**The exercise:** Pick out every line of the items below that contains the string "slice", and copy each one. Case counts.

**Extracted records:**
^^^^^^^^

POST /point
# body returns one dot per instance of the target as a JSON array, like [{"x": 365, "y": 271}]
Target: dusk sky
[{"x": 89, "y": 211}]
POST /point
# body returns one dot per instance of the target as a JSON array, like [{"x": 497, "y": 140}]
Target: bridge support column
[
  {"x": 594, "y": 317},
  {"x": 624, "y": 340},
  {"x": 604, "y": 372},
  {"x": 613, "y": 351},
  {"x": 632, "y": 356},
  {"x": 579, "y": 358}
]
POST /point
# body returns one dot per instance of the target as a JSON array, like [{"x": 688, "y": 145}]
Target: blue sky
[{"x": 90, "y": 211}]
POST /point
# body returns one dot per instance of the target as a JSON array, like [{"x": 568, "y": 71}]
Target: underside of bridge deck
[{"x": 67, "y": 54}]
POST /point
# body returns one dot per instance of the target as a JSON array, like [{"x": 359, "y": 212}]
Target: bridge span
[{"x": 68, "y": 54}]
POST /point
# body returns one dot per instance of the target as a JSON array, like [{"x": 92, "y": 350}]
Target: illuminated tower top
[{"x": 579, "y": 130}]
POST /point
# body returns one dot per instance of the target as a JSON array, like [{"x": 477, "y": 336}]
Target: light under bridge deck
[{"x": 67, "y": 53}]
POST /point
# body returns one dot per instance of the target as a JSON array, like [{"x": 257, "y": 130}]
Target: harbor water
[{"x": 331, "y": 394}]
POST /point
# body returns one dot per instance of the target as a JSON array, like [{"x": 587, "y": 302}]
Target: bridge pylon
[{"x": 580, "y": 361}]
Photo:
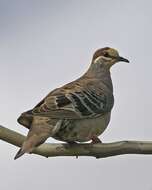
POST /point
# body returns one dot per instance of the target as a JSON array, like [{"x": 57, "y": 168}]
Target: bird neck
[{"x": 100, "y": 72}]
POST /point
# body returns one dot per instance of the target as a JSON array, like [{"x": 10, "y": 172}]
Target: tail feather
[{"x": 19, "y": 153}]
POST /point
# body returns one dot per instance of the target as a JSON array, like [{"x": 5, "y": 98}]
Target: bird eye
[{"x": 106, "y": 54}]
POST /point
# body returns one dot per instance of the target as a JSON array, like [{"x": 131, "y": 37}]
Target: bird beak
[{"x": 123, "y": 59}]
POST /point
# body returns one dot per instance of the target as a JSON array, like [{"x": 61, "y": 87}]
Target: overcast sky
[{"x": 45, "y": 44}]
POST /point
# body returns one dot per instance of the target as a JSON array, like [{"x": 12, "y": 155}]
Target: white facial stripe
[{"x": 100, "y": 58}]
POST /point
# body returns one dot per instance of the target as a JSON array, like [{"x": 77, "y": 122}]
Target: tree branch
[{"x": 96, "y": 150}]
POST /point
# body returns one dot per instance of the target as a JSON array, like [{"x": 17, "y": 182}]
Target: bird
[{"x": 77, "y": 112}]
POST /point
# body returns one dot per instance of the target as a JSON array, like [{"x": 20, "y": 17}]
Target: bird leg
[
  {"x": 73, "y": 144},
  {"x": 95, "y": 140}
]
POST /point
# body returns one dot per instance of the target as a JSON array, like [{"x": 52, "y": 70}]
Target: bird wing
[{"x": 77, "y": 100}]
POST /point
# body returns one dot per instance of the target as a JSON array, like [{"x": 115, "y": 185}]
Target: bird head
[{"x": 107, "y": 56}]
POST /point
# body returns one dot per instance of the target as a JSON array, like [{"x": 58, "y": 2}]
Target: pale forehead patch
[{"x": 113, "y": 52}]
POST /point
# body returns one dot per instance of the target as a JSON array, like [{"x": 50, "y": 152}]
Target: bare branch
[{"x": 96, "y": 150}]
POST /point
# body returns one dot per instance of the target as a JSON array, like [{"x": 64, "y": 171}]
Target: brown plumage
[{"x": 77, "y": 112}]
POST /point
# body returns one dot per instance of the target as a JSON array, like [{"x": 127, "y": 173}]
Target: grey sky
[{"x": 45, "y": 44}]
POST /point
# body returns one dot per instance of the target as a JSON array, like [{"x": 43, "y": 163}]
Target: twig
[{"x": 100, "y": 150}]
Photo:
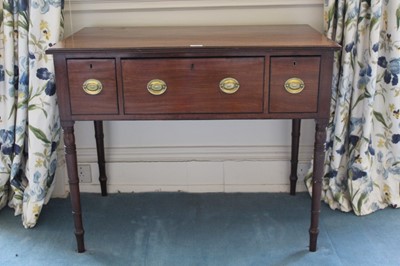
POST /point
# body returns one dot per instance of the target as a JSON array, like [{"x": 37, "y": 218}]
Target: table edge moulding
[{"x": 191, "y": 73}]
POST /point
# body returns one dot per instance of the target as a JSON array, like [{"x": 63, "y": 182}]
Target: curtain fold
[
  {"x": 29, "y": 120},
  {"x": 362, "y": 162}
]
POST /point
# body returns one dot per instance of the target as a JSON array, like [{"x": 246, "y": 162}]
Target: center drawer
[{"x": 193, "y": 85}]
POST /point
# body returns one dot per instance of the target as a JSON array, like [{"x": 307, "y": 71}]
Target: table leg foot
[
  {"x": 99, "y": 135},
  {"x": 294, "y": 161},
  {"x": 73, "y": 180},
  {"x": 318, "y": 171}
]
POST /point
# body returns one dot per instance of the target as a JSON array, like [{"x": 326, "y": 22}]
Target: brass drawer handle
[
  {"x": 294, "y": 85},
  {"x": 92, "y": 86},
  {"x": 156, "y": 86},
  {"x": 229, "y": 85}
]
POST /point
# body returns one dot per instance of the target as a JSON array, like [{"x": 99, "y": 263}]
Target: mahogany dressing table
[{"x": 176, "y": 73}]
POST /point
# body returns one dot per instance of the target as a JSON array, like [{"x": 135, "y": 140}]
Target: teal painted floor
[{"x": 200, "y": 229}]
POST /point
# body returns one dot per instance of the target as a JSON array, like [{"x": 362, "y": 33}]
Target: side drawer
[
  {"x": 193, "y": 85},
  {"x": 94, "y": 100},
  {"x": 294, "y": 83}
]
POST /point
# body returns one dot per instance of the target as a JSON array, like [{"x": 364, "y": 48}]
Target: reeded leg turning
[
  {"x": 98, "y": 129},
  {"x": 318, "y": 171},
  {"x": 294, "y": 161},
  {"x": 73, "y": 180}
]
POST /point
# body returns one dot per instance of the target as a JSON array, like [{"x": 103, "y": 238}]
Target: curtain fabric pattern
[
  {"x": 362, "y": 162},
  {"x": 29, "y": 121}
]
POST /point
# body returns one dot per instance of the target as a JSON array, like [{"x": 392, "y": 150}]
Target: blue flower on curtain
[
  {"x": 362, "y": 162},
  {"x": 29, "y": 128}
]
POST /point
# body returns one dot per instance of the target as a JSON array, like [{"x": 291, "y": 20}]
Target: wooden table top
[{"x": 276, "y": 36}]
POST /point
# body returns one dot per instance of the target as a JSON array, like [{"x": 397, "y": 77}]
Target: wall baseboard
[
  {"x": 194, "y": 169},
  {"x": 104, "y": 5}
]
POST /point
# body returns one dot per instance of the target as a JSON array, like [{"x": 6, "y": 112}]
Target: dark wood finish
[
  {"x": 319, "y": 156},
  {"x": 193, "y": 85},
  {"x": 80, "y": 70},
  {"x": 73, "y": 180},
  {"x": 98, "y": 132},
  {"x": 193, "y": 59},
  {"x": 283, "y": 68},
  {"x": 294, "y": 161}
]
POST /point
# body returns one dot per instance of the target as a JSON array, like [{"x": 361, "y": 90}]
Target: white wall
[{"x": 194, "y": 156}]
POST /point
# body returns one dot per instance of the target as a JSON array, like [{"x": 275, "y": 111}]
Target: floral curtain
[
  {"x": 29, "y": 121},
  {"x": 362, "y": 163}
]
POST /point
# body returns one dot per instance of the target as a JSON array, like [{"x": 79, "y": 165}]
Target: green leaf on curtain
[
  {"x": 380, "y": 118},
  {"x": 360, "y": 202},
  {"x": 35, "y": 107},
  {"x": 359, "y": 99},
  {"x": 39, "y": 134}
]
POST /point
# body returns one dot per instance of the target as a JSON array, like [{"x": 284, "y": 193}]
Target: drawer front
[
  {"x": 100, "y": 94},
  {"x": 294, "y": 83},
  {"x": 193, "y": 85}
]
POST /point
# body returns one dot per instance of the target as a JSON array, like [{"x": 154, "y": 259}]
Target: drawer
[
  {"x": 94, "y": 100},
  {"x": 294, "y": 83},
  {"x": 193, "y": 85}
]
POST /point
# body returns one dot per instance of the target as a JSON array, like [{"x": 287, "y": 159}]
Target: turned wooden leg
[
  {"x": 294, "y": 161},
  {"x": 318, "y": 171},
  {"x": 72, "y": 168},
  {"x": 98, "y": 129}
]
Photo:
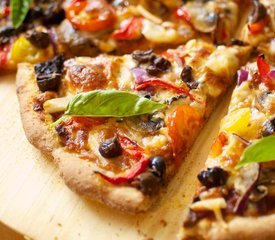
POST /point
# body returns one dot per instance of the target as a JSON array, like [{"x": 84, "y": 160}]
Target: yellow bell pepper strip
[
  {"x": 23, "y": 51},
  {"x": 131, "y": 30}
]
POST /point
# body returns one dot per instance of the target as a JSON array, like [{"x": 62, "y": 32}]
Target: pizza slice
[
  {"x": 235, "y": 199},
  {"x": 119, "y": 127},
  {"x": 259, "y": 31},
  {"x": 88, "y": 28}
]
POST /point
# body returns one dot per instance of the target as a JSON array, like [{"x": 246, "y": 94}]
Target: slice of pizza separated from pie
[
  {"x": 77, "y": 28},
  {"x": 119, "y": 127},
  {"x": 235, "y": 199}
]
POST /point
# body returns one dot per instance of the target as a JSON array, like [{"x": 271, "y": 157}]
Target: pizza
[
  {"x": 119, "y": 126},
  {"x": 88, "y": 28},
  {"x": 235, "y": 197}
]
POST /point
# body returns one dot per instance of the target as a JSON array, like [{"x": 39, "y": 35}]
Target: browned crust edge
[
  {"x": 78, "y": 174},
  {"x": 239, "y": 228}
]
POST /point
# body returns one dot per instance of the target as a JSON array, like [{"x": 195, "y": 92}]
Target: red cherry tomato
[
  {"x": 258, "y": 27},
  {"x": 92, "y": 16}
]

^^^^^^^^

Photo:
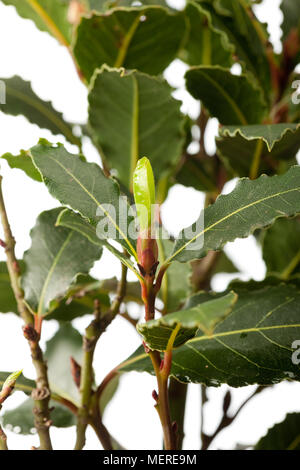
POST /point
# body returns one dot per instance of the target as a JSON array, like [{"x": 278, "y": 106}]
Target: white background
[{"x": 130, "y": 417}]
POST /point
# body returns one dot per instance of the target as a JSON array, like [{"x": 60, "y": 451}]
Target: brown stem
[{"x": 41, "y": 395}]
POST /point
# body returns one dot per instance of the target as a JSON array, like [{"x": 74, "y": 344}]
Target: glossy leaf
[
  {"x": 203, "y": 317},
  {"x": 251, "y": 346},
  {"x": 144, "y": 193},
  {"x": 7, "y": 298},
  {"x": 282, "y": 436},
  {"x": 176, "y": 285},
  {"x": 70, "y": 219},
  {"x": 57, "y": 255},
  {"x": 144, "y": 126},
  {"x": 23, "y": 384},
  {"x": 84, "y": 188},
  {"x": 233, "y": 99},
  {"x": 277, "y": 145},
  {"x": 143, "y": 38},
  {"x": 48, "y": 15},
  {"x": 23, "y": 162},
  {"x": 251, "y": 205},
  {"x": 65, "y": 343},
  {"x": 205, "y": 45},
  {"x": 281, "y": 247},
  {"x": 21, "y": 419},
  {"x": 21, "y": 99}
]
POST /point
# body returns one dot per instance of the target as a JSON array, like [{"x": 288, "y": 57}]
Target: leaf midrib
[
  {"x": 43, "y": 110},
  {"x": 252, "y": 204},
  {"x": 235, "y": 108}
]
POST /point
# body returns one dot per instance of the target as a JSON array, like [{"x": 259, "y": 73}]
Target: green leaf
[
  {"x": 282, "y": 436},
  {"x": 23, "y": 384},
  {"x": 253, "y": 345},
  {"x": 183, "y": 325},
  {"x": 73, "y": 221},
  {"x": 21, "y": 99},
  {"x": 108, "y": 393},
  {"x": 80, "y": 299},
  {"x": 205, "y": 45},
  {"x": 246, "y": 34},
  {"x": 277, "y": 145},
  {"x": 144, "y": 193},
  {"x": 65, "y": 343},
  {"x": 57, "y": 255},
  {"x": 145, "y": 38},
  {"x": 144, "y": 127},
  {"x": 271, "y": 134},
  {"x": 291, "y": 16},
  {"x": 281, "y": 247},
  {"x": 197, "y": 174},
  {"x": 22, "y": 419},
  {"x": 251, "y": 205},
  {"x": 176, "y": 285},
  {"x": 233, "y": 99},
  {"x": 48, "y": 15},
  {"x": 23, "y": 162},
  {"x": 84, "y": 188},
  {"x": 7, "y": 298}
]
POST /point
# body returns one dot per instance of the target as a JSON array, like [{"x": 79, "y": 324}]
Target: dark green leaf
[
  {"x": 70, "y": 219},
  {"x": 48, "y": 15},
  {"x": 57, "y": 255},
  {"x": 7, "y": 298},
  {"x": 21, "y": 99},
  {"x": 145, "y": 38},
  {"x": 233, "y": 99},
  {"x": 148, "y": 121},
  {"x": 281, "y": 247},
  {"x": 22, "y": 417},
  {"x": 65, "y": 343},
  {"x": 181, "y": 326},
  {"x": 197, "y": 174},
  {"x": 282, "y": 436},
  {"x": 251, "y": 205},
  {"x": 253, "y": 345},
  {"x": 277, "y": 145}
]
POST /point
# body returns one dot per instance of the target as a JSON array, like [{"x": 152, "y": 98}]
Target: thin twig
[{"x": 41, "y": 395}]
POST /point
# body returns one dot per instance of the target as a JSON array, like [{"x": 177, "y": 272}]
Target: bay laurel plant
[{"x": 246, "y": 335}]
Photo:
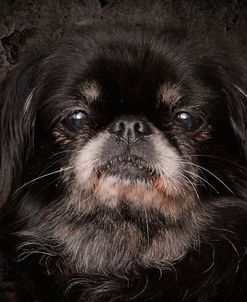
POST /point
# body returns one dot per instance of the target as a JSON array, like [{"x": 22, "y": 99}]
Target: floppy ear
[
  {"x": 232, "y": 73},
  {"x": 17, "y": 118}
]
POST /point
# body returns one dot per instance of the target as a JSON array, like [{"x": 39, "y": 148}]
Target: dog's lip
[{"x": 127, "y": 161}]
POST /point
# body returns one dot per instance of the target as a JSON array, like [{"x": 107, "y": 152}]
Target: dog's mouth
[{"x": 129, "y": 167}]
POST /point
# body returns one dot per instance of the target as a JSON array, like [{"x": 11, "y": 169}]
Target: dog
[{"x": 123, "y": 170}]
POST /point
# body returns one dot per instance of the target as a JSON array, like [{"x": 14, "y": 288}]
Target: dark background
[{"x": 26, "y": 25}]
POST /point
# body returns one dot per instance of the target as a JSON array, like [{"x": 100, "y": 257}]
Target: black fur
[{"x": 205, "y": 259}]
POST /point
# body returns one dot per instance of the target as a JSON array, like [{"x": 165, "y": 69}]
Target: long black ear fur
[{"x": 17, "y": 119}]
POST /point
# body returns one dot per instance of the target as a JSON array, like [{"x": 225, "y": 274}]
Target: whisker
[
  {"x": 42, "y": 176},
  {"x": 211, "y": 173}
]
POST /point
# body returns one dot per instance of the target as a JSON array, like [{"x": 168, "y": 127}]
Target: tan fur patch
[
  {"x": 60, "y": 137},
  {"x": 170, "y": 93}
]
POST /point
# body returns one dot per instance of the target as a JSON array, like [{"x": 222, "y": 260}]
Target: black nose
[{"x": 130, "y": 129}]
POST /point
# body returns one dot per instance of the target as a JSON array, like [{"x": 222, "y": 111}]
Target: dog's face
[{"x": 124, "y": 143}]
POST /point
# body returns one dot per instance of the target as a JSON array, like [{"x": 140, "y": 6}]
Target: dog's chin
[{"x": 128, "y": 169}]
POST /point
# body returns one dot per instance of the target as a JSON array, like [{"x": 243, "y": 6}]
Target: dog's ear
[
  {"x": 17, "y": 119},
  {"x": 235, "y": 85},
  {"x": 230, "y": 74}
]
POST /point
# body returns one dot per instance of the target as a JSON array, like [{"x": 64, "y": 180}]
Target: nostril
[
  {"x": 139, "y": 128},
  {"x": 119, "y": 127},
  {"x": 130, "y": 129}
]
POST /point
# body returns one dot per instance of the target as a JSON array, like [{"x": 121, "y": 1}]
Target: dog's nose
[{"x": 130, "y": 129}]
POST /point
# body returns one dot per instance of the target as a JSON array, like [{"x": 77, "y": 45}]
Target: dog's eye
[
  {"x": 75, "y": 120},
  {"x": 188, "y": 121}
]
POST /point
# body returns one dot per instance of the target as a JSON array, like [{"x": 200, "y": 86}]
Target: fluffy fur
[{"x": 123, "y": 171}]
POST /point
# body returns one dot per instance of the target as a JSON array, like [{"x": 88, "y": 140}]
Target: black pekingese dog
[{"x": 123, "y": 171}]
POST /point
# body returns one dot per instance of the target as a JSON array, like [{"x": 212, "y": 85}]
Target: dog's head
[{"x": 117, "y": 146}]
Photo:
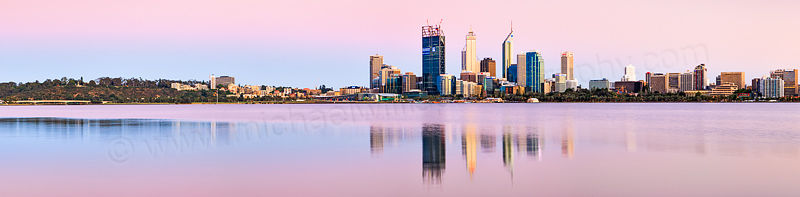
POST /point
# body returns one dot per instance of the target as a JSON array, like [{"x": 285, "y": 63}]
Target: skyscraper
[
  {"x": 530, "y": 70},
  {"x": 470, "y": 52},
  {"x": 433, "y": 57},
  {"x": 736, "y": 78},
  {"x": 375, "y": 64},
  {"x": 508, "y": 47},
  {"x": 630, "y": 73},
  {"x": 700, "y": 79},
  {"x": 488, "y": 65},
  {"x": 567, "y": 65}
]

^^^^^^^^

**Finished task:**
Target: pizza slice
Target: slice of pizza separated from pie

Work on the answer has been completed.